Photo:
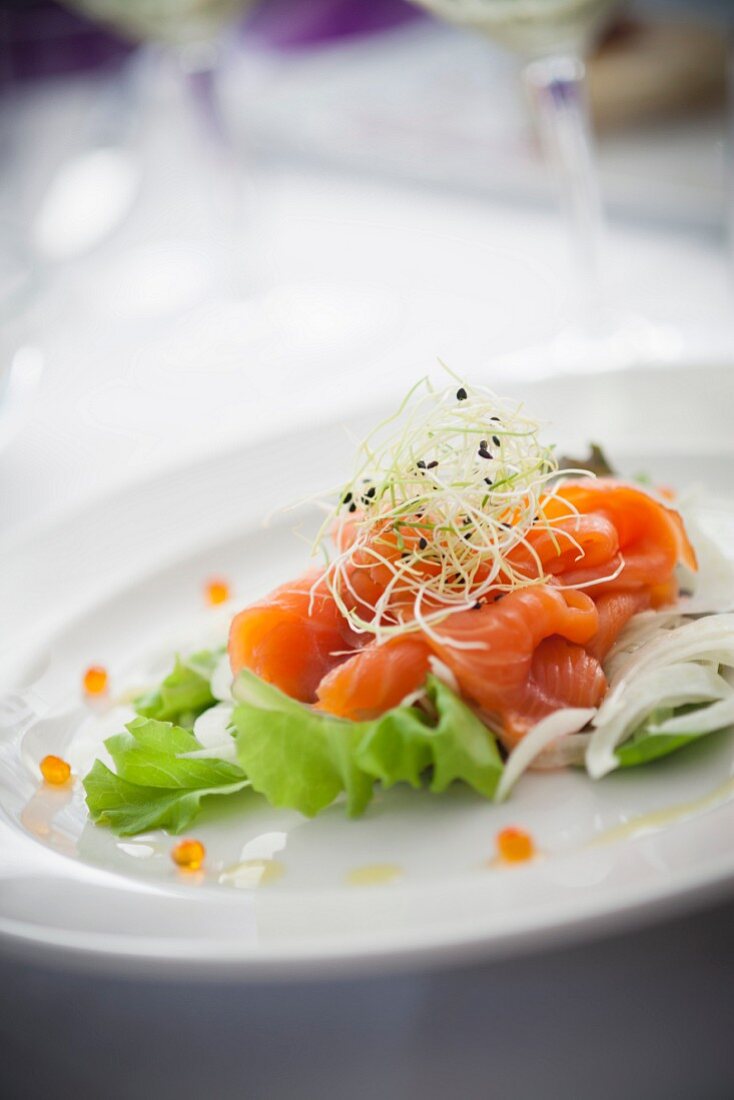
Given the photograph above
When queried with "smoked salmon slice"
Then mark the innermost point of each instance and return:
(602, 551)
(491, 650)
(375, 679)
(292, 638)
(652, 539)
• • • •
Starting at the line with "Then mark the", copy every line up to and including the last one in the entries above.

#### Result of this exercise:
Then mark the innermost point of each instance and return:
(602, 551)
(491, 650)
(375, 679)
(292, 638)
(652, 539)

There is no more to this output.